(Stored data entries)
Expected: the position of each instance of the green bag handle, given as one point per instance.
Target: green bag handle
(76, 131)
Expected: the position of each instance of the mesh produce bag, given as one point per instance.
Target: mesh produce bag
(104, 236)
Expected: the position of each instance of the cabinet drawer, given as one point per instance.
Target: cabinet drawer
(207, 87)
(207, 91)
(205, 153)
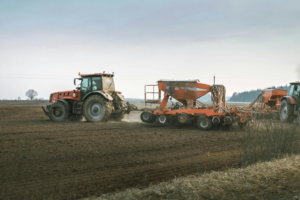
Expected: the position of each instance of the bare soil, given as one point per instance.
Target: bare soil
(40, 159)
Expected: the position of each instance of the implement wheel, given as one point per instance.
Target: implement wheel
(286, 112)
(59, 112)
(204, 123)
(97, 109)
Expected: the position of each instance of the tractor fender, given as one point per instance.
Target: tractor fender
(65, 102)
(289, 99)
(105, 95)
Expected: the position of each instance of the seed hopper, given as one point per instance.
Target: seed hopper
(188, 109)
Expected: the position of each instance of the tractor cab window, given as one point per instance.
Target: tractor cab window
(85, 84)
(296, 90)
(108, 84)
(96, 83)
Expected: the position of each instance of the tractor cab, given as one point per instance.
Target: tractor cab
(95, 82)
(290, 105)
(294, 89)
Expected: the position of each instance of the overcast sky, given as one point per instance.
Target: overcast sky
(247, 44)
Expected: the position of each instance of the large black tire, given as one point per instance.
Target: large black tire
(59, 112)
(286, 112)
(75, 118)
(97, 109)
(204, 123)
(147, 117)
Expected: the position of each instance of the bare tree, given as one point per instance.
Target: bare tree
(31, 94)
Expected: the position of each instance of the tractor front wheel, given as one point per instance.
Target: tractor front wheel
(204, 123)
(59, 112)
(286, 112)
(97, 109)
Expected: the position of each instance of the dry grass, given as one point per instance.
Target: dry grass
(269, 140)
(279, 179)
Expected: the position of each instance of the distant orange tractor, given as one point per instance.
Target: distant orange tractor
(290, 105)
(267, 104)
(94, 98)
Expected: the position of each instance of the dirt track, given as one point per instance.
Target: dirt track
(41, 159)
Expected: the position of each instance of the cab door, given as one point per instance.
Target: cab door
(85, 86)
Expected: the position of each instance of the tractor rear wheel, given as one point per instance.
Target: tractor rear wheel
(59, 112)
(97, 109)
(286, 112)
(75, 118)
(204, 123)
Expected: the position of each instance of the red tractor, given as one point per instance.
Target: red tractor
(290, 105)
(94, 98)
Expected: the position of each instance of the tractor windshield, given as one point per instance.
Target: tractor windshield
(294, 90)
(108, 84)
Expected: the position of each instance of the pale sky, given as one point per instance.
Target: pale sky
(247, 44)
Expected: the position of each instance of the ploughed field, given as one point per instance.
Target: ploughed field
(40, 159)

**The task**.
Only one stretch of the data is wanted: write out exactly the lines from the one holding "Expected: the position of each instance of the cabinet" through the one holding "Expected: the position of each instance of the bare soil, given", both included, without the pictures.

**Expected answer**.
Expected: the position of each instance of the cabinet drawer, given as one point per instance.
Target: cabinet drawer
(207, 87)
(207, 91)
(205, 153)
Expected: the position of each instance of the bare soil, given as one point per instance.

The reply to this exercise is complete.